• GIVEN DATA

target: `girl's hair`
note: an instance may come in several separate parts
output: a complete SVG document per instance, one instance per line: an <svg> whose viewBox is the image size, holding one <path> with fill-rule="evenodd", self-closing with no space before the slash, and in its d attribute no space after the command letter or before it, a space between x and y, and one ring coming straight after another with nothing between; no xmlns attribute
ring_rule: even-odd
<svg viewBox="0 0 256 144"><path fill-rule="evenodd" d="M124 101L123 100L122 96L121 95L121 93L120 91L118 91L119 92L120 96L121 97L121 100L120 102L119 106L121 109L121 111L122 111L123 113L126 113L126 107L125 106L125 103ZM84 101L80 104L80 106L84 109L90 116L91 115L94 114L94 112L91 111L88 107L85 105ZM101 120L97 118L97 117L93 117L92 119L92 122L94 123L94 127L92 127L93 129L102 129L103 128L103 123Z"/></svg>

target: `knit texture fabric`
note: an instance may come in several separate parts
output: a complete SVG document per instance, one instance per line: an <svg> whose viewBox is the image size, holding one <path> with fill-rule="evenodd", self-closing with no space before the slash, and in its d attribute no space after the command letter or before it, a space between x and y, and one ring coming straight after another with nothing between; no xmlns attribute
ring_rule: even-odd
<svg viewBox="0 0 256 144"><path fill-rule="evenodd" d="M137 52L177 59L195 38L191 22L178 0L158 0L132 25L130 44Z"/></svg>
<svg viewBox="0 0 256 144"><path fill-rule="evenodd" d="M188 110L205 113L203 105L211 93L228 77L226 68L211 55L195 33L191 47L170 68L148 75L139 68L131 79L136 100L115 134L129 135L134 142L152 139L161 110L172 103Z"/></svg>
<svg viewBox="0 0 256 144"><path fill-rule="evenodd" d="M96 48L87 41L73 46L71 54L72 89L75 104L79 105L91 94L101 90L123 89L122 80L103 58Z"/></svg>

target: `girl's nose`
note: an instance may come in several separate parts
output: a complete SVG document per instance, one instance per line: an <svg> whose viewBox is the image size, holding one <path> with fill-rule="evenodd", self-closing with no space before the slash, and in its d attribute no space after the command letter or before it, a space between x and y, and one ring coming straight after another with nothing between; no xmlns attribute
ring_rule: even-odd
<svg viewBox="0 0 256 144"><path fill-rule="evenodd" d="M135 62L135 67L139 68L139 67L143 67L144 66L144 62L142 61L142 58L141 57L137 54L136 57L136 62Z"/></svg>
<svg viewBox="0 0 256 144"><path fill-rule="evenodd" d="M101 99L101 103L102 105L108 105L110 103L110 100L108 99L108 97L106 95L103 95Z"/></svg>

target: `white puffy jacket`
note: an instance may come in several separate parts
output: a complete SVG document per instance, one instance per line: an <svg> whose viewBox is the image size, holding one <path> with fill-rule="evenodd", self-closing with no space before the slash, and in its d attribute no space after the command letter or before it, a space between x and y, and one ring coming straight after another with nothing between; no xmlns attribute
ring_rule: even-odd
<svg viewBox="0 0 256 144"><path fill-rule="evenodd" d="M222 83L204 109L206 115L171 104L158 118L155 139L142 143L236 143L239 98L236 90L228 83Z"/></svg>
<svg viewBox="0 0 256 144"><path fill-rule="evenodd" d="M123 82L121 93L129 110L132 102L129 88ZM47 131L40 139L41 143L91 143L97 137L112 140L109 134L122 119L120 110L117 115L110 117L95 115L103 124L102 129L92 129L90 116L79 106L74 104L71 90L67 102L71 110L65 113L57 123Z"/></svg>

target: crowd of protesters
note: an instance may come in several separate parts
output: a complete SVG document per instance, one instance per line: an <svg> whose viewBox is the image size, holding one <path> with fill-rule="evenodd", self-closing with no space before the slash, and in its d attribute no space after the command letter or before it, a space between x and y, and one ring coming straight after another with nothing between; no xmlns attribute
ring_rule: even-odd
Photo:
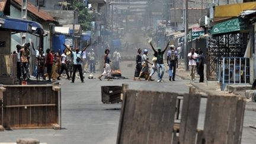
<svg viewBox="0 0 256 144"><path fill-rule="evenodd" d="M51 81L52 79L60 80L62 75L65 71L66 79L74 82L76 72L78 71L81 81L84 82L83 73L84 72L95 73L95 53L93 48L86 50L90 44L87 44L82 50L78 48L75 48L72 50L69 46L63 45L66 48L62 52L59 49L57 52L54 53L50 49L47 49L46 52L46 53L44 53L43 49L41 47L37 46L35 49L33 42L31 42L31 44L29 43L25 43L23 46L17 44L16 46L17 49L14 52L14 53L17 54L17 79L29 79L30 78L29 74L30 47L34 51L36 56L36 60L33 63L34 69L32 75L37 81L39 81L41 78L42 80L48 81ZM149 43L149 45L153 52L153 59L152 60L149 60L147 49L144 49L143 50L142 49L138 49L137 55L136 57L133 80L141 81L142 78L145 78L147 81L154 81L152 76L156 72L156 81L158 82L162 82L162 78L165 72L164 57L165 52L169 47L167 53L167 63L169 67L169 81L175 81L176 69L178 68L178 60L181 58L181 45L178 44L178 47L176 48L174 45L169 45L169 43L167 43L166 47L163 49L159 47L156 49L155 48L151 42ZM98 78L102 81L102 77L104 76L108 81L111 81L111 72L113 71L120 69L119 62L121 60L121 55L117 49L116 49L113 53L112 57L110 54L110 49L109 47L106 47L104 50L104 56L102 58L100 57L100 59L103 60L104 71ZM194 49L191 48L187 56L190 71L190 82L191 83L194 82L195 72L197 71L200 76L199 82L203 82L203 65L205 57L203 52L200 49L196 51ZM111 66L110 66L110 62L113 62ZM47 80L46 80L47 78L48 78Z"/></svg>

• SET TASK
Please lay out all the lines of the items above as a JSON list of strings, one string per line, skipping blank lines. Leave the pictures out of the answer.

• CORRECT RESPONSE
[
  "target: `girl's hair`",
  "note: an instance may come in several separate parts",
  "output: a complete SVG document per instance, one instance per line: an <svg> whose viewBox is the image size, holding one <path> with fill-rule=\"evenodd\", self-closing with no space before the slash, and in its d attribute no space after the command letter or before it, a space between x and y, and one ring coming straight after another with nothing between; no xmlns attribute",
  "ring_rule: even-odd",
  "<svg viewBox=\"0 0 256 144\"><path fill-rule=\"evenodd\" d=\"M124 101L123 100L122 96L121 95L121 93L120 91L118 91L119 92L120 96L121 97L121 100L120 102L119 106L121 109L121 111L122 111L123 113L126 113L126 107L125 106L125 103ZM84 101L80 104L80 106L84 109L90 116L91 115L94 114L94 112L91 111L88 107L85 105ZM101 120L97 118L97 117L93 117L92 119L92 122L94 123L94 127L92 127L93 129L102 129L103 128L103 123Z\"/></svg>",
  "target: `knit texture fabric`",
  "note: an instance may come in several separate parts",
  "output: a complete SVG document per instance, one instance per line: an <svg> whose viewBox is the image size, holding one <path> with fill-rule=\"evenodd\", self-closing with no space before the slash, and in its d attribute no space after the command letter or before it, a space between x and y, and one ring coming straight after another with nothing between; no xmlns attribute",
  "ring_rule: even-odd",
  "<svg viewBox=\"0 0 256 144\"><path fill-rule=\"evenodd\" d=\"M137 52L177 59L195 38L191 22L178 0L158 0L132 25L130 44Z\"/></svg>",
  "<svg viewBox=\"0 0 256 144\"><path fill-rule=\"evenodd\" d=\"M188 110L205 113L203 105L211 93L228 77L226 68L211 55L195 33L191 47L170 68L148 75L139 68L131 79L136 100L115 134L129 135L134 142L152 139L161 110L172 103Z\"/></svg>",
  "<svg viewBox=\"0 0 256 144\"><path fill-rule=\"evenodd\" d=\"M96 48L87 41L73 46L71 54L72 89L75 104L79 105L91 94L101 90L123 89L122 80L103 58Z\"/></svg>",
  "target: `girl's nose`",
  "note: an instance may come in several separate parts",
  "output: a complete SVG document per instance, one instance per line: an <svg> whose viewBox is the image size, holding one <path> with fill-rule=\"evenodd\", self-closing with no space before the slash, and in its d attribute no space after the command letter or before it, a space between x and y, and one ring coming straight after another with nothing between; no xmlns attribute",
  "ring_rule: even-odd",
  "<svg viewBox=\"0 0 256 144\"><path fill-rule=\"evenodd\" d=\"M135 62L135 67L139 68L139 67L143 67L144 66L144 62L142 61L142 58L141 57L137 54L136 57L136 62Z\"/></svg>",
  "<svg viewBox=\"0 0 256 144\"><path fill-rule=\"evenodd\" d=\"M101 99L101 103L102 105L108 105L110 103L110 100L108 99L108 97L106 95L103 95Z\"/></svg>",
  "target: `white puffy jacket`",
  "note: an instance may come in several separate parts",
  "output: a complete SVG document per instance, one instance per line: an <svg> whose viewBox is the image size, holding one <path> with fill-rule=\"evenodd\", self-closing with no space before the slash, and in its d attribute no space after the command letter or before it, a space between x and y, and one ring coming straight after another with nothing between; no xmlns attribute",
  "ring_rule: even-odd",
  "<svg viewBox=\"0 0 256 144\"><path fill-rule=\"evenodd\" d=\"M222 83L204 109L206 115L171 104L158 118L155 139L142 143L236 143L239 98L236 90L228 83Z\"/></svg>",
  "<svg viewBox=\"0 0 256 144\"><path fill-rule=\"evenodd\" d=\"M123 82L121 93L129 110L132 102L129 88ZM47 131L40 139L41 143L91 143L97 137L112 140L109 134L122 119L120 110L117 115L110 117L95 115L103 124L102 129L92 129L90 116L79 106L74 104L71 90L67 102L71 110L65 113L57 123Z\"/></svg>",
  "target: crowd of protesters",
  "note: an instance may come in several separate parts",
  "output: a complete SVG document per instance, one instance per line: an <svg> whose viewBox is the image size, holding one <path> with fill-rule=\"evenodd\", self-closing with no space before the slash, and in its d attribute no space after the command letter or before it, a space between x and y, and one ring coming straight after another with nothing between; no xmlns attribute",
  "ring_rule: even-odd",
  "Photo:",
  "<svg viewBox=\"0 0 256 144\"><path fill-rule=\"evenodd\" d=\"M51 81L52 79L60 80L62 75L65 71L66 79L74 82L76 72L78 71L81 81L84 82L83 73L84 72L95 73L95 53L93 48L86 50L90 44L87 44L82 50L78 48L75 48L72 50L69 46L63 45L66 48L62 52L59 49L57 52L54 53L50 49L47 49L46 52L46 53L44 53L43 49L41 47L37 46L35 49L33 42L31 42L31 44L29 43L25 43L23 46L17 44L16 46L17 49L14 52L14 53L17 54L17 79L29 79L30 78L29 74L30 47L34 51L36 56L36 60L33 63L34 69L32 75L37 81L39 81L41 78L42 80L48 81ZM149 43L149 45L153 52L153 59L152 60L149 60L147 49L144 49L143 50L142 49L138 49L137 55L136 57L133 80L141 81L142 78L145 78L147 81L154 81L152 76L156 72L156 81L158 82L162 82L162 78L165 72L164 57L165 52L169 47L167 53L167 63L169 67L169 81L175 81L176 69L178 68L178 60L181 58L181 45L178 44L178 47L176 48L174 45L169 45L169 43L167 43L166 47L163 49L159 47L156 49L155 48L151 42ZM98 78L102 81L102 77L104 76L108 81L111 81L111 72L113 71L120 69L119 62L121 60L121 55L117 49L116 49L113 53L112 57L110 54L110 49L109 47L106 47L104 50L104 56L102 58L100 57L100 59L103 60L104 71ZM194 49L191 48L187 56L190 71L190 82L191 83L194 82L195 72L197 71L200 76L199 82L203 82L203 65L205 57L203 52L200 49L196 51ZM111 66L110 66L110 62L113 62ZM47 80L46 80L47 78L48 78Z\"/></svg>"
]